**Required tasks:**
1 - According to the openlore documentation excerpt, how many LLM calls does audit_spec_coverage make, and about how long does it take?
2 - Carry the openlore documentation excerpt forward, picking up right after its final sentence.

(Supplied text begins)

Scenario E -- Coverage audit before implementing

1. audit_spec_coverage({ directory })
   # Before writing code: surfaces stale domains, uncovered hub functions,
   # orphan requirements. 0 LLM calls, ~200ms.
2. If staleDomains includes your target: openlore generate --domains $DOMAIN
3. If hubGaps includes a function you'll touch: flag it in your risk check

Scenario F -- Decisions workflow

1. record_decision({ directory, title, rationale, consequences, affectedFiles })
   # Call this before writing code — captures the design choice
2. [implement the feature / refactor]
3. git commit  # decisions hook consolidates drafts, cross-checks against diff,
               # blocks commit if unreviewed decisions remain
   # If blocked, check "reason":
   #   "verified"              → present decisions to user, approve/reject, then sync
   #   "approved_not_synced"   → run sync_decisions, then retry commit
   #   "drafts_pending_consolidation" → run openlore decisions --consolidate --gate
   #   "no_decisions_recorded" → run openlore decisions --consolidate --gate
4. list_decisions({ directory, status: "verified" })
   # Review the consolidated + verified decisions
5. approve_decision({ directory, ids: ["<id>"] })
6. sync_decisions({ directory, dryRun: true })   # preview
7. sync_decisions({ directory })                  # write to specs and ADRs

Semantic Search & GraphRAG

openlore analyze builds a vector index over all functions in the call graph, enabling natural-language search via the search_code, orient, and suggest_insertion_points MCP tools, and the search bar in the viewer.

GraphRAG retrieval expansion

Semantic search is only the starting point. openlore combines three retrieval layers into every search result — this is what makes it genuinely useful for AI agents navigating unfamiliar codebases:

  1. Semantic seed — dense vector search (or BM25 keyword fallback) finds the top-N functions closest in meaning to the query.
  2. Call-graph expansion — BFS up to depth 2 follows callee edges from every seed function, pulling in the files those functions depend on. During generate, this ensures the LLM sees the full call neighbourhood, not just the most obvious files.

(Supplied text ends)
(Study material begins)

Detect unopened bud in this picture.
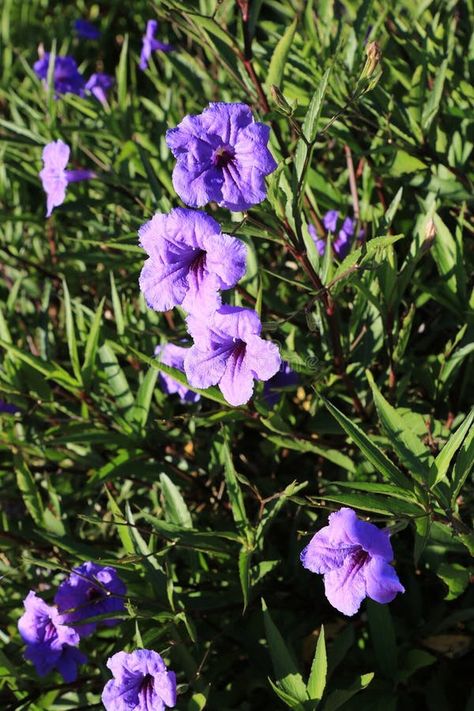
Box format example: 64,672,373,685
423,217,436,250
270,84,293,116
362,42,382,79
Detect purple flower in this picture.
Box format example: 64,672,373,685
155,343,201,403
74,20,100,39
33,52,84,96
263,360,299,407
138,207,247,313
85,72,115,104
166,103,277,211
102,649,176,711
18,591,87,682
54,561,127,637
300,508,405,615
323,210,339,232
184,306,281,406
39,140,95,217
138,20,174,71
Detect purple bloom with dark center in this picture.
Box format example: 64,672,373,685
138,20,174,71
155,343,201,403
18,591,87,682
138,207,247,313
33,52,85,96
85,72,115,104
184,306,281,407
74,20,100,39
263,360,299,407
54,561,127,637
166,103,277,211
39,140,95,217
300,508,405,615
102,649,176,711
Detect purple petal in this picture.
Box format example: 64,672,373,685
323,210,339,232
324,556,366,616
364,557,405,604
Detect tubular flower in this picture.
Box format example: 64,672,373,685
300,508,405,615
166,103,277,211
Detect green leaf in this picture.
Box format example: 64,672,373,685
63,279,82,383
367,371,433,485
14,455,44,527
323,398,413,490
436,563,470,600
160,474,193,528
306,625,328,705
451,420,474,507
81,297,105,387
266,17,298,89
421,58,449,131
367,600,398,680
431,409,474,486
219,428,253,543
324,673,374,711
262,598,308,702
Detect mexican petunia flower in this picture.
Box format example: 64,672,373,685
102,649,176,711
33,52,85,96
138,207,247,313
74,20,100,40
18,591,87,682
300,508,405,615
166,103,277,211
263,360,299,407
54,561,127,637
85,72,115,104
184,306,281,406
39,140,95,217
138,20,174,71
308,210,364,259
155,343,201,403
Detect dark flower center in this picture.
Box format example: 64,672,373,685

(Study material ends)

**Expected results:**
1 - It makes 0 LLM calls and takes about 200ms.

2 -
  3. Spec-linked peer functions — each seed function's spec domain is looked up in the requirement→function mapping. Functions from the same spec domain that live in different files are surfaced as specLinkedFunctions. This crosses the call-graph boundary: implementations that share a spec requirement but are not directly connected by calls are retrieved automatically.

The result: a single orient or search_code call returns not just "functions that mention this concept" but the interconnected cluster of code and specs that collectively implement it. Agents spend less time chasing cross-file references manually and more time making changes with confidence.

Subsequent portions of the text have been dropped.